Problem details: Begin at the line below that contains "Each instance of the green grass". Repeat it and all remaining lines of the records exactly.

Records contained in a dataset:
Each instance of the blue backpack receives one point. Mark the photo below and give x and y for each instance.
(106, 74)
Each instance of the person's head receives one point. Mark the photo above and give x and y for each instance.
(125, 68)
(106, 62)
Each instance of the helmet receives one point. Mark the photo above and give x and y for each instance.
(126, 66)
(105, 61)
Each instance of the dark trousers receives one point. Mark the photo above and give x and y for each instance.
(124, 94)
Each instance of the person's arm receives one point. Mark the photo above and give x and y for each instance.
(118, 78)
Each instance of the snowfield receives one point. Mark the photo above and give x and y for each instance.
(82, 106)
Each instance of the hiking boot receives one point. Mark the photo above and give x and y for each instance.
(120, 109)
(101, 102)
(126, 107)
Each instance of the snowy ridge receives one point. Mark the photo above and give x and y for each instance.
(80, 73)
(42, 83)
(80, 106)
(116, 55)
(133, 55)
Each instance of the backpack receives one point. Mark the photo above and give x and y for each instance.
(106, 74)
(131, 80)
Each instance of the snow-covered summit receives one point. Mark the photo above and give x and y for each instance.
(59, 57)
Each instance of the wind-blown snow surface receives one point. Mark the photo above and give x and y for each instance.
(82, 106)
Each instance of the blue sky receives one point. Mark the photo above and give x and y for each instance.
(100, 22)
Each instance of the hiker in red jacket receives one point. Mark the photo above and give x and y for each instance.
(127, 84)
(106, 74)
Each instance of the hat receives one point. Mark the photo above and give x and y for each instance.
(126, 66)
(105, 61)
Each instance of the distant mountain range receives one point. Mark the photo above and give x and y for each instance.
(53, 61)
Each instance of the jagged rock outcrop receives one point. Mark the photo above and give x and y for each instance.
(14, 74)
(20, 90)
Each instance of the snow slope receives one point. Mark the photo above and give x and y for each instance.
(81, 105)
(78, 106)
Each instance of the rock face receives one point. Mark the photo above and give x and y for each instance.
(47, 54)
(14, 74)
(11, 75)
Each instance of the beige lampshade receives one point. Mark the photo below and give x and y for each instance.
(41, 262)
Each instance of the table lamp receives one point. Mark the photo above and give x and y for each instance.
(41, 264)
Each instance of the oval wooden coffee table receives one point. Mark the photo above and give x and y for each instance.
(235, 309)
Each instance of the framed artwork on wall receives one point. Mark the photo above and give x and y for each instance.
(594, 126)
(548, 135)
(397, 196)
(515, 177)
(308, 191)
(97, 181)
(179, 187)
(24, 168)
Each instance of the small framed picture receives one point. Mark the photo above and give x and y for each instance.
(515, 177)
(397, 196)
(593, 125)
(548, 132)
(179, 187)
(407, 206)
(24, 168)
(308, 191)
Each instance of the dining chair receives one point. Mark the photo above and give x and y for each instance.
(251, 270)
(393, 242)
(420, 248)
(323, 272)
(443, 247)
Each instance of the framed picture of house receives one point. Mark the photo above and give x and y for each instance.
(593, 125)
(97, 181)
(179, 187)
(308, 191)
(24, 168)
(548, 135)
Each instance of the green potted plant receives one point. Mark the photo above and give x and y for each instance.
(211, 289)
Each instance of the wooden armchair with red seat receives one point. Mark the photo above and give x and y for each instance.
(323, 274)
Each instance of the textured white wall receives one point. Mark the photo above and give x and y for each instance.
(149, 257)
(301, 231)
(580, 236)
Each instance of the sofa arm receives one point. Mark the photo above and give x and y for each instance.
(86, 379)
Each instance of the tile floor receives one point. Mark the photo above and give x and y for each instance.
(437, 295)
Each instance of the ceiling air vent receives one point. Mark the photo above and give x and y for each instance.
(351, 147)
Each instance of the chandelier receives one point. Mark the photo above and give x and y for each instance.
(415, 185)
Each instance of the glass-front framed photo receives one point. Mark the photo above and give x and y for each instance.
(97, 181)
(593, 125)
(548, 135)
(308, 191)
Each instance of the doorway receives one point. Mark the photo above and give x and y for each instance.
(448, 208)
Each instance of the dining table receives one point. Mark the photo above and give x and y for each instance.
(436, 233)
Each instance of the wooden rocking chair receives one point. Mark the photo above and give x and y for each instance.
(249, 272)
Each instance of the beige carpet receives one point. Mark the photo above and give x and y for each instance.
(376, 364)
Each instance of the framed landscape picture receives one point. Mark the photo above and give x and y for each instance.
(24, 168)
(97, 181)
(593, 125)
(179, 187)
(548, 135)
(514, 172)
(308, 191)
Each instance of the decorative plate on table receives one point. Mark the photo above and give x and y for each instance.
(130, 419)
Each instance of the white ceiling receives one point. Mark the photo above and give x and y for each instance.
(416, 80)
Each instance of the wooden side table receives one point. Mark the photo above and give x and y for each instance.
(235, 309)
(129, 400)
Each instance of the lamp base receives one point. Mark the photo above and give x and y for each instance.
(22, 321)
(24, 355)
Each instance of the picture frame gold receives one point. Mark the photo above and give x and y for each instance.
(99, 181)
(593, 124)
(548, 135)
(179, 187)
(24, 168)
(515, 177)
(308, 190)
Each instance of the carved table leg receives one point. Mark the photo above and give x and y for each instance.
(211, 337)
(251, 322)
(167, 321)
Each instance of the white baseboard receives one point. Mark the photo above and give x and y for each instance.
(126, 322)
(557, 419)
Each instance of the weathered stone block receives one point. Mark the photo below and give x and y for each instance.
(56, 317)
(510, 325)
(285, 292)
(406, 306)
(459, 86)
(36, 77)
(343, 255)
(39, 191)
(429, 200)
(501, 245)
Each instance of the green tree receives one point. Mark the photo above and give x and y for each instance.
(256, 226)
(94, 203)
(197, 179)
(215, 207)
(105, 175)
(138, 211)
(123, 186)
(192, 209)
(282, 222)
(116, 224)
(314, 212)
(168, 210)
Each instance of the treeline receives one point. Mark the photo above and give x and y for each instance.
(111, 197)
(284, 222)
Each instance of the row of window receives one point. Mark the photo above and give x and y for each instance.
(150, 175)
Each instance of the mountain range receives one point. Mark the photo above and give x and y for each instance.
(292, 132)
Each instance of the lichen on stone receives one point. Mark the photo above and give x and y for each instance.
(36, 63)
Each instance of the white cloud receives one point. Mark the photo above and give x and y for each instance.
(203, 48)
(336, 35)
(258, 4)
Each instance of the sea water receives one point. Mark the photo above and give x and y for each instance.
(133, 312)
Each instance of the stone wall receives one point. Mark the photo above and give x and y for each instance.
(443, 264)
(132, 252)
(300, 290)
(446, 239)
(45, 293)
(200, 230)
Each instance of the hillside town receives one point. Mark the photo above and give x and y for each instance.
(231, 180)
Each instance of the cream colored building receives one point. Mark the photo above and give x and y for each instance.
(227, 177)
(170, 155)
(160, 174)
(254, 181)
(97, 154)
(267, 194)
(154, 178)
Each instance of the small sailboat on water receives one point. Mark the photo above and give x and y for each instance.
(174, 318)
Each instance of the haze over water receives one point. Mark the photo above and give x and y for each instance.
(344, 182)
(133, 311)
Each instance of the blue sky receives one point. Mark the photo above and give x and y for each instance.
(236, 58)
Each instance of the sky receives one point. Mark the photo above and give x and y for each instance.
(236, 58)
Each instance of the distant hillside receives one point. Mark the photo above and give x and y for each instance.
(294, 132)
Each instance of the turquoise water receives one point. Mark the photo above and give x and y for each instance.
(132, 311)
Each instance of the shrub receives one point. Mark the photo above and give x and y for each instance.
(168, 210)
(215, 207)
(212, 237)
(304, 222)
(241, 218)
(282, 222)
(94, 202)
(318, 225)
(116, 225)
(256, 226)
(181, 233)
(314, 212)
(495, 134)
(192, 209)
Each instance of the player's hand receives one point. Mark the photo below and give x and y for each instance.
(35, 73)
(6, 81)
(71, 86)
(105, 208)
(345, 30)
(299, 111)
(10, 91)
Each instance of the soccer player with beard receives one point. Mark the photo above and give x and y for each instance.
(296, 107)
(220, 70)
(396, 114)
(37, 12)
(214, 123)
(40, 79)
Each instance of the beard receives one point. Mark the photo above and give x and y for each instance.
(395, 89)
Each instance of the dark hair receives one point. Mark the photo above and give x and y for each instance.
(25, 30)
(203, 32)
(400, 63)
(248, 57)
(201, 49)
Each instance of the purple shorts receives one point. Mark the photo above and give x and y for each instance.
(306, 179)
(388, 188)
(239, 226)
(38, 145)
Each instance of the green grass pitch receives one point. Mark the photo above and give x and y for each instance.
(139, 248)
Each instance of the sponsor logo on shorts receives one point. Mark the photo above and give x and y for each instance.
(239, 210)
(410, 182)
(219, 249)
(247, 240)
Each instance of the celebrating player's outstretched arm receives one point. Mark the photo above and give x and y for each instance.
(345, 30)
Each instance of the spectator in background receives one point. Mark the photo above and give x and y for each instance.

Correct output:
Each instance of the green grass pitch receives one point. Mark the photo above and give x and y for each instance.
(139, 248)
Each instance of the sponsor logo on shorts receives one point. Mark the photo above and give x and y for each instance.
(239, 210)
(410, 182)
(219, 249)
(247, 240)
Each instance of the celebrating player's outstretched arm receives one point. Mark the photo above and give x and y for each instance.
(345, 30)
Each instance of the spectator in background receives one point. Mark the photo above and give x and y for each instance.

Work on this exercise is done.